La quarta volta di frau Merkel
La prima cancelliera donna della storia e la più giovane di sempre, se vincerà le elezioni del 2017 supererà in tenuta il suo predecessore Helmut Kohl. La crisi dei profughi e la serrata sfida politica all’interno e fuori del suo partito le rendono la strada sempre più in salita. Ma le alternative non si vedono.
Per Angela Merkel è arrivato l’anno più difficile. Quello della crisi dei profughi e della sfida politica più ardua dei suoi 3 mandati da cancelliera. Mai come in quest’anno, Merkel ha subito le pressioni di un partito che non si è mai lasciato convincere dalla sua ormai storica frase, «ce la faremo», pronunciata il 31 agosto del 2015, e dalla sua scelta di non stabilire un tetto per i profughi. Nonostante 4 mesi dopo abbia concesso ai suoi avversari, al congresso della CDU di Karlsruhe, l’impegno per una riduzione sostanziale dei flussi, la cancelliera ha mantenuto fede, testardamente, all’impegno di non contravvenire alla Convenzione di Ginevra e alla Costituzione tedesca, che impediscono di respingere un richiedente asilo alla frontiera.
Questa la sostanza della sua promessa. E ha scatenato una guerriglia che si è dimostrata essere, in realtà, più una querelle nominalistica che reale. Mentre il governatore della Baviera e capo dello storico alleato bavarese (CSU) del partito, Horst Seehofer, ha continuato a chiedere senza sosta una Obergrenze, un «limite» ai rifugiati e respingimenti alla frontiera per spezzare la promessa di Merkel, il governo ha approvato 2 Asylpakete, pacchetti legislativi che hanno introdotto una stretta sui paesi di provenienza cosiddetti ‘sicuri’, regole più stringenti per le espulsioni e i ricongiungimenti e obblighi più severi per l’integrazione. E in sede europea, Merkel si è battuta per un accordo tra la Turchia e la UE, che in cambio di 6 miliardi di euro ha già ottenuto una riduzione dei flussi dei migranti che tentano di raggiungere la Grecia partendo dalle coste turche.
Si è speculato molto sulla fine prematura del suo cancellierato o sull’ipotesi che non si candidi, ma la verità è che Merkel è attualmente senza alternative. Dopo 11 anni alla guida della più grande economia europea, la cancelliera ha sbaragliato tutti i potenziali avversari nel partito cristiano-democratico. Tanto che la sua candidatura al quarto mandato, alle elezioni per il rinnovo del Bundestag del 2017, viene data per scontata. L’eterna candidata alla successione, per la verità più popolare sulla stampa che nel partito, è la ministra della Difesa, Ursula von der Leyen. In prospettiva, l’unico avversario serio che si sta formando nelle file dei conservatori tedeschi e si è distinto per una forte opposizione alla cancelliera, sia sulla politica per i profughi sia sul bando del velo integrale o su altre questioni, è il viceministro delle Finanze, Jens Spahn.

Compiti:
1. Ricopia fedelmente una parte del brano su Angela Merkel: comincia dalle parole «Si è speculato» e fermati dopo «Finanze, Jens Spahn.».
2. Prosegui il brano su Angela Merkel, riprendendo subito dopo l'ultima frase presente.
L'elenco non ha alcun ruolo in questa parte del lavoro.

Dati forniti:

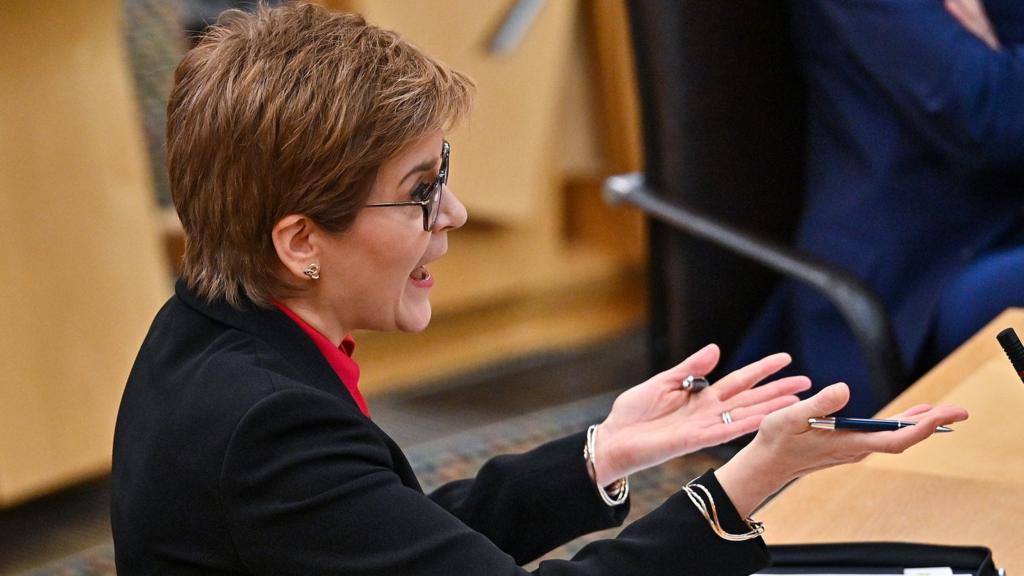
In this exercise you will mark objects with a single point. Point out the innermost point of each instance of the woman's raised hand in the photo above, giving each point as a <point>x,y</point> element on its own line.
<point>658,420</point>
<point>786,447</point>
<point>971,14</point>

Risposte scritte:
1.
Si è speculato molto sulla fine prematura del suo cancellierato o sull’ipotesi che non si candidi, ma la verità è che Merkel è attualmente senza alternative. Dopo 11 anni alla guida della più grande economia europea, la cancelliera ha sbaragliato tutti i potenziali avversari nel partito cristiano-democratico. Tanto che la sua candidatura al quarto mandato, alle elezioni per il rinnovo del Bundestag del 2017, viene data per scontata. L’eterna candidata alla successione, per la verità più popolare sulla stampa che nel partito, è la ministra della Difesa, Ursula von der Leyen. In prospettiva, l’unico avversario serio che si sta formando nelle file dei conservatori tedeschi e si è distinto per una forte opposizione alla cancelliera, sia sulla politica per i profughi sia sul bando del velo integrale o su altre questioni, è il viceministro delle Finanze, Jens Spahn.

2.
Classe 1980, membro del Präsidium, l’organismo di vertice della CDU, sta crescendo nella percezione comune come l’unico successore credibile della cancelliera. Anche perché sta tentando di restituire alla CDU un’anima più conservatrice, dopo la lunga ‘corsa al centro’ di Merkel che ne ha reso l’identità più sfumata e troppo ‘socialdemocratica’, secondo molti esponenti di spicco cristiano-democratici. Una colpa tanto più grave, nell’anno che ha decretato l’affermazione di Alternative für Deutschland (AfD), i populisti di destra che stanno collezionando un boom dopo l’altro alle elezioni regionali. In Meclemburgo-Pomerania Anteriore la formazione guidata da Frauke Petry ha superato, alla tornata per il rinnovo del Landtag del 4 settembre, addirittura la CDU, ottenendo oltre il 20% dei voti contro il 19% dei cristiano-democratici. Un risultato storico. Consola poco che si tratti di un Land minuscolo; dopo le 3 elezioni di marzo, che hanno regalato un successo clamoroso ai populisti anche al di qua della vecchia Cortina di ferro, l’AfD è sdoganato, nel panorama politico della Germania.
Poco dopo la débâcle della CDU in Meclemburgo-Pomerania, l’AfD è riuscito persino ad affermarsi nella capitale, tradizionalmente ‘rossa’, ottenendo più del 14% dei voti nelle elezioni della città-stato Berlino.
Siede ormai in 10 parlamenti regionali su 16 e nessuno sembra avere dubbi sul fatto che alle elezioni politiche del 2017 supererà agevolmente la soglia di sbarramento del 5% per entrare nel Bundestag. Nei sondaggi nazionali oscilla tra il 10 e il 14 % dei voti, nelle regioni della vecchia Germania Est incassa ormai risultati da Volkspartei, cioè da partito trasversale, di massa. In Sassonia-Anhalt, il 13 marzo del 2016, ha convinto un elettore su 4.
I tempi tradizionalmente lunghi della politica tedesca obbligano i sostenitori di Spahn a guardare al più presto alle elezioni per il rinnovo del Bundestag del 2021.
Intanto, Merkel è pronta a superare l’ennesimo record. Prima cancelliera donna della storia e la più giovane di sempre, si appresta a superare il primato del suo mentore, Helmut Kohl. Lui governò la Germania per 16 anni, se Merkel vincerà le elezioni dell’anno prossimo lo supererà.
Un ostacolo serio alla ricandidatura di Merkel nel 2017 è sembrato a lungo Horst Seehofer, capo della CSU e governatore della Baviera.
Nell’autunno del 2015, la stragrande maggioranza dei rifugiati è passata per Monaco, il capoluogo della Baviera. E in una riunione con Merkel di quei drammatici mesi, il numero uno della CSU è arrivato a minacciare la crisi di governo. Da allora, continuano ad affluire come un fiume carsico notizie sulla tentazione di Seehofer di presentare il suo partito anche nelle altre 15 regioni tedesche. Ma la storia insegna a essere cauti con minacce del genere: quando il vecchio leone della CSU Franz Josef Strauss ventilò l’ipotesi di presentarsi altrove, la CDU gli rispose che allora si sarebbe presentata in Baviera. E se c’è una cosa che l’alleato bavarese del partito di Merkel non vuole rischiare, è perdere la maggioranza assoluta dei voti nella sua regione.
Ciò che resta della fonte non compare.